WHAT IS EXPECTED => Resume the article on the two World ORT students who volunteer with Magen David Adom, continuing from its last sentence.

QUOTED PASSAGE =>
────────────────────────────────────────

World ORT students rewarded for medical emergency volunteer work in Israel


From a young age we’re told that in giving to others we receive far more in return. For Israeli teenagers Noam Shitrit and Noam Eliaz their gift has been a revelation.

The astonishing maturity and commitment of these 17-year-old volunteers for Magen David Adom have earned them a place among this year’s winners of the World ORT Gina Harmatz Award for Social Responsibility, which recognises students who display extraordinary levels of kindness, generosity and compassion.

They have both been trained to deal with mass casualty incidents and regularly have to put their skills into practice as members of ambulance crews.

Noam Shitrit and Noam Eliaz volunteering for MDA Israel.

But it was when they treated a Palestinian child who’d been badly burned by a Hamas rocket launched from his house in Gaza that they gained a deeper understanding of the conflict.

Both students grew up in Gush Katif and were among more than 8,000 Israelis who had to leave their homes as part of the country’s unilateral disengagement from Gaza in 2005.

A decade later they were called to an emergency at the Gaza border just one mile from Kibbutz Yad Mordechai where they attend World ORT-affiliated Shikma High School. They assumed they would be treating a wounded terrorist. Instead they found a 10-year-old Palestinian boy in shock from his wounds and terrified by the prospect of being put into the hands of Jews.

────────────────────────────────────────

PROVIDED MATERIAL =>

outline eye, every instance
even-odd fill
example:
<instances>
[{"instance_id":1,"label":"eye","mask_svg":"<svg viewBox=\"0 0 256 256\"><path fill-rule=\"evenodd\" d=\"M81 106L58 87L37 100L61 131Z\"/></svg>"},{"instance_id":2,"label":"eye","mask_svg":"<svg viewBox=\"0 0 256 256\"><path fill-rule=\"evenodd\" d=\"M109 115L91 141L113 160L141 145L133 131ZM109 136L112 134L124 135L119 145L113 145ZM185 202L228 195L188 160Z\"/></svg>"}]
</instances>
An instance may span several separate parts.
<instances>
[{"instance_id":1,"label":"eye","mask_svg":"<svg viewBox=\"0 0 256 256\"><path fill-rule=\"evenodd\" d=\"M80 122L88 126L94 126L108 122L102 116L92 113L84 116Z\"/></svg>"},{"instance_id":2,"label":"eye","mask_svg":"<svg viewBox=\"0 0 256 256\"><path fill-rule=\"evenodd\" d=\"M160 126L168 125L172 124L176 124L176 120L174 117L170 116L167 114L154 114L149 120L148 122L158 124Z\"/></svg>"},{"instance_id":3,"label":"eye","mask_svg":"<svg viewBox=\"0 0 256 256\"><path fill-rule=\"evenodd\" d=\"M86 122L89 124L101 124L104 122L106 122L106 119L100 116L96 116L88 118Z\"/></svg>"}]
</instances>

────────────────────────────────────────

YOUR RESPONSE =>
“It was only when we took him to the ambulance and started treating him that he understood we were trying to help him,” the two Noams wrote in their submission to World ORT’s Gina Harmatz Award adjudicating panel.

“He spoke to us in Arabic, his father translating, and in this way we talked all the way to the hospital. His father thanked us a lot for our help. He told us that Gaza residents like him don’t want wars – it’s Hamas and the other terrorist organisations which don’t want peace. It was then we realised that Israelis and Gazans have the same goal – peace and coexistence.”

The Award is named after Gina Harmatz, the late wife of former World ORT Director General Joseph Harmatz, who has written to all the winners:

“You have demonstrated care for the needy, a rather rare phenomena in today’s materialistic world. Helping others improves the quality of life for both – giver and receiver. It is a win-win situation and we are proud to be part of it! For the ORT family this award is a way to show its appreciation to you for acting as a role model for many others.”